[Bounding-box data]

---

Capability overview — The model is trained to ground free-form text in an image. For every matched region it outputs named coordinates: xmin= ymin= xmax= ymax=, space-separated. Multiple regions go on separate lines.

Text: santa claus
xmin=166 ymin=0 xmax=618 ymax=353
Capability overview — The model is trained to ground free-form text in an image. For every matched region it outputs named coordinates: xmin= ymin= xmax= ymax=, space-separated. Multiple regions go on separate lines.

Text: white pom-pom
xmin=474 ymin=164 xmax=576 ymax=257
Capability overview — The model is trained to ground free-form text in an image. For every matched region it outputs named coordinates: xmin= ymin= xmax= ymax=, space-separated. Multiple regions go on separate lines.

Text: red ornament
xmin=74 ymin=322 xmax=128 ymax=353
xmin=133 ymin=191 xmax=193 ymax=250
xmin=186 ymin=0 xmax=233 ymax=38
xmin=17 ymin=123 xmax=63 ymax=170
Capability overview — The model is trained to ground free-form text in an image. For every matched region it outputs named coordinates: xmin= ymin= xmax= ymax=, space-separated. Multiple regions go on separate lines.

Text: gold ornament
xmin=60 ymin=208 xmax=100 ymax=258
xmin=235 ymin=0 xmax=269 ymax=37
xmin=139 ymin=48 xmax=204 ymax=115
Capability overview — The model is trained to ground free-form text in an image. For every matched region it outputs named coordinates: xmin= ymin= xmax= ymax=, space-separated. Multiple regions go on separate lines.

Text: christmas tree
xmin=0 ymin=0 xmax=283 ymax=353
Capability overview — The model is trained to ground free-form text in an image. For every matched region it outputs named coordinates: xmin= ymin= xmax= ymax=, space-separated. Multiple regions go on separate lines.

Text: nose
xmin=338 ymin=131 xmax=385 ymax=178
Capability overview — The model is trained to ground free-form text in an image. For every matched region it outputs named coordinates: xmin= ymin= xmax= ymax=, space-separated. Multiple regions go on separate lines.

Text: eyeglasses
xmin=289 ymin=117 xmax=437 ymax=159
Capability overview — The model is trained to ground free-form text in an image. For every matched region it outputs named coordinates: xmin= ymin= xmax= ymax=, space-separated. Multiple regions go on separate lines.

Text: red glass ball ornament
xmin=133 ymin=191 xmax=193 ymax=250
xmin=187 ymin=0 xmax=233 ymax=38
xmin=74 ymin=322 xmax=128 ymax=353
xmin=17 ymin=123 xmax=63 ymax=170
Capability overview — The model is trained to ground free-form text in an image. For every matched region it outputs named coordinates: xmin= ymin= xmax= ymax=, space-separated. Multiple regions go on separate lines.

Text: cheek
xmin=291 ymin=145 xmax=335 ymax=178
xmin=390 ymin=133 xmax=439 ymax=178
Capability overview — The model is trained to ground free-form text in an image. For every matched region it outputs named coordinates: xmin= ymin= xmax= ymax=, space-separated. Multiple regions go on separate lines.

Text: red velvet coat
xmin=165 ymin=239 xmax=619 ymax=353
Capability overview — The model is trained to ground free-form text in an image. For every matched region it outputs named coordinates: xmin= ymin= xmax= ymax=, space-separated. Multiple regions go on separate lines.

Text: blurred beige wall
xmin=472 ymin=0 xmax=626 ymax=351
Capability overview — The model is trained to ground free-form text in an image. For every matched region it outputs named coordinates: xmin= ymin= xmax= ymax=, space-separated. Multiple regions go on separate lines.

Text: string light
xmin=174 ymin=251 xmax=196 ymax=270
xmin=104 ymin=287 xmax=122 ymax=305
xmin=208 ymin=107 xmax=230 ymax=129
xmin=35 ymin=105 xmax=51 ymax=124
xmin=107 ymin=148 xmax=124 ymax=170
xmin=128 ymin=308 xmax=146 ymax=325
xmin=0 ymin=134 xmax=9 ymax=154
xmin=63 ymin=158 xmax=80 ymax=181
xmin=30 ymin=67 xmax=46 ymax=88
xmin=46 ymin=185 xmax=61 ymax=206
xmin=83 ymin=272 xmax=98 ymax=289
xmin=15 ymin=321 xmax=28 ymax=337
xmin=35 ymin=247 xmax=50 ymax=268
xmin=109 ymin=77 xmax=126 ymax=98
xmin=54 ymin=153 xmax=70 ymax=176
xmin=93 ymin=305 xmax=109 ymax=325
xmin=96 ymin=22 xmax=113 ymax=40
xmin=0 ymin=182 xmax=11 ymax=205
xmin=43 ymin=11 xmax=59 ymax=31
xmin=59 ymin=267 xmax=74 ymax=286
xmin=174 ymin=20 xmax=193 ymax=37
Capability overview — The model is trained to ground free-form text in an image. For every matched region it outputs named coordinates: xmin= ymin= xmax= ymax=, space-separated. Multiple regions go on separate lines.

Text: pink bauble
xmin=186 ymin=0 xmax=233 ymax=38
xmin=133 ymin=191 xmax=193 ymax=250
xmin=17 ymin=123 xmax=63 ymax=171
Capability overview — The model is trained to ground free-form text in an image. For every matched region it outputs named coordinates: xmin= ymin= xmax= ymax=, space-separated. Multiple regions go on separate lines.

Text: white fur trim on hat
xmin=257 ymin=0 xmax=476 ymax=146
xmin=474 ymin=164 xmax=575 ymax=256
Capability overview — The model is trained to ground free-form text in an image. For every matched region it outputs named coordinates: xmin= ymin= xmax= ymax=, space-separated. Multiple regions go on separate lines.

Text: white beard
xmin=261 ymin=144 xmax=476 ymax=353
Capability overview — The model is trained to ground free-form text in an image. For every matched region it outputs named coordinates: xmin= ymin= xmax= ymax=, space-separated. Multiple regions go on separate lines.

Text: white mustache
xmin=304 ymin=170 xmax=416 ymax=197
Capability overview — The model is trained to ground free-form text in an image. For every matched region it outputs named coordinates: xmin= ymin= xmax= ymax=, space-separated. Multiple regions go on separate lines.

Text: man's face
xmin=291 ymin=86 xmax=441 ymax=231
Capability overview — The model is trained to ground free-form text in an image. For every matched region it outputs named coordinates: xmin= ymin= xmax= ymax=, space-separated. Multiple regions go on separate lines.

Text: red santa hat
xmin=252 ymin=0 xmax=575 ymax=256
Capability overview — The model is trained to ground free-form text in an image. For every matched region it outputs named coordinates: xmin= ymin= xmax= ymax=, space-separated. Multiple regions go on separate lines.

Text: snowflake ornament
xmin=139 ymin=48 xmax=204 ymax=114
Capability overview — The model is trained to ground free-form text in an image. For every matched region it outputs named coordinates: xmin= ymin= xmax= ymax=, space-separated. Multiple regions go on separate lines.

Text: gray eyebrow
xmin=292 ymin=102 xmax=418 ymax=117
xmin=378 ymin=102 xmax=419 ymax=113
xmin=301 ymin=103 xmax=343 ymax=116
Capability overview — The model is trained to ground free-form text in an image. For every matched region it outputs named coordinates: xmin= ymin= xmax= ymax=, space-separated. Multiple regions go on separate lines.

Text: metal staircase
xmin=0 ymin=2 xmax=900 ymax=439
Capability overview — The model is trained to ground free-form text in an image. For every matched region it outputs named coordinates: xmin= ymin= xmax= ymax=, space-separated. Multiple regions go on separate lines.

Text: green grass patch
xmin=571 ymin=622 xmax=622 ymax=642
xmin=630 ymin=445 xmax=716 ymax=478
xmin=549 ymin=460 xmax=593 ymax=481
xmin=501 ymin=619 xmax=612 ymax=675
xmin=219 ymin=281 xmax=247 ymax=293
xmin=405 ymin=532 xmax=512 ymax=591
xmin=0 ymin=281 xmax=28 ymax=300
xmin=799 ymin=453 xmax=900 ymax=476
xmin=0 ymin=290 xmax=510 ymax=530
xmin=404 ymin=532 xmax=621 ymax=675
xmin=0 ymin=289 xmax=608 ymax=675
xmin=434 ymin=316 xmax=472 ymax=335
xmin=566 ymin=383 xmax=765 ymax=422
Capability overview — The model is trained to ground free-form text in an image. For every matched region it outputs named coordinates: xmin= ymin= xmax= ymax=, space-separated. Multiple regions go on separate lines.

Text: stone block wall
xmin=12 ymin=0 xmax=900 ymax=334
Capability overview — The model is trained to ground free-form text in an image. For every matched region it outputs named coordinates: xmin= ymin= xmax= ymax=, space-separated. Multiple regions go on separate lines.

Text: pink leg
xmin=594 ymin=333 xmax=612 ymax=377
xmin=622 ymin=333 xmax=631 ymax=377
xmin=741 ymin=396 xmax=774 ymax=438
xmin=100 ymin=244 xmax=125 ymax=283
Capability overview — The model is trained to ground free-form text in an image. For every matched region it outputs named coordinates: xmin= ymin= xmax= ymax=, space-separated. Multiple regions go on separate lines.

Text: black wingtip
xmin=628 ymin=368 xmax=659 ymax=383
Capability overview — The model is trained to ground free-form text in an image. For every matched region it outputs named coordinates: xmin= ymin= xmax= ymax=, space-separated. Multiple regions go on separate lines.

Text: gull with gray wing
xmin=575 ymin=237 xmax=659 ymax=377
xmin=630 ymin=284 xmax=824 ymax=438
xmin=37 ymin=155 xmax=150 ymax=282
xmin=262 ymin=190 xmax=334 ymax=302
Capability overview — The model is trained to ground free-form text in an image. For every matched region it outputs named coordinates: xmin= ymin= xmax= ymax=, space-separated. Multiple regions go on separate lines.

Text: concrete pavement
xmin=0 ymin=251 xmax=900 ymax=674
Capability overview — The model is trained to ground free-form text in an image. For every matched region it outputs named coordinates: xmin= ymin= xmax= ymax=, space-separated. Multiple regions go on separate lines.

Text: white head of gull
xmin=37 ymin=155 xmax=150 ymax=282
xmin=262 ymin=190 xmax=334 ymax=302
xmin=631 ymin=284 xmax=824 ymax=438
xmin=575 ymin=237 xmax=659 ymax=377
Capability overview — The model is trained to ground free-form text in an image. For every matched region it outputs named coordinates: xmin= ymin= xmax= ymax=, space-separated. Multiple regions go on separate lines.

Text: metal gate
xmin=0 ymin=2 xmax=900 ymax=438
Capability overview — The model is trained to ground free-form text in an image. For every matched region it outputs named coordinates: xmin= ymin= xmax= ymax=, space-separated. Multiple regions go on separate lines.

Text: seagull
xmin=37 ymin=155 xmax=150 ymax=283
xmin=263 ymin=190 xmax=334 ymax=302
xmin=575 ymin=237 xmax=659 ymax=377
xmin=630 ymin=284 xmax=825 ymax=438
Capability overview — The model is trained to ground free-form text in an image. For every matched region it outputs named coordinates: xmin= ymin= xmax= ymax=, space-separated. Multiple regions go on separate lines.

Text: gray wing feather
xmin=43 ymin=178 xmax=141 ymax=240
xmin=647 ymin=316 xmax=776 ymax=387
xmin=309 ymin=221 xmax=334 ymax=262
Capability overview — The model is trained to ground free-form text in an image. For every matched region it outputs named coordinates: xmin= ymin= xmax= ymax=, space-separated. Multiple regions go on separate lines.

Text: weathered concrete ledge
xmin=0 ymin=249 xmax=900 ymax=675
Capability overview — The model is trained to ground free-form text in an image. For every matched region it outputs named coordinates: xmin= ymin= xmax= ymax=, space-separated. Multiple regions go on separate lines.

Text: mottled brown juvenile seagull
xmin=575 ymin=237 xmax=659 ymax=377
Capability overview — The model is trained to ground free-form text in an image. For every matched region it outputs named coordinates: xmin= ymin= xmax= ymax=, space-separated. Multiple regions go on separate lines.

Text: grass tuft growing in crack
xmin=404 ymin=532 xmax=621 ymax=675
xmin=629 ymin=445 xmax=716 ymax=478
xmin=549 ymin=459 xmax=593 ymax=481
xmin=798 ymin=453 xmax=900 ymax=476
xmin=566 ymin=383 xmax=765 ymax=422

---

Reproduce word for word the stretch of the data from its very start through the line containing "xmin=166 ymin=0 xmax=618 ymax=353", and nothing more.

Capability overview — The model is trained to ground free-form text in an image. For every matched region it outputs named coordinates: xmin= ymin= xmax= ymax=, space-separated. Multiple regions go on separate lines.

Text: santa claus
xmin=166 ymin=0 xmax=618 ymax=353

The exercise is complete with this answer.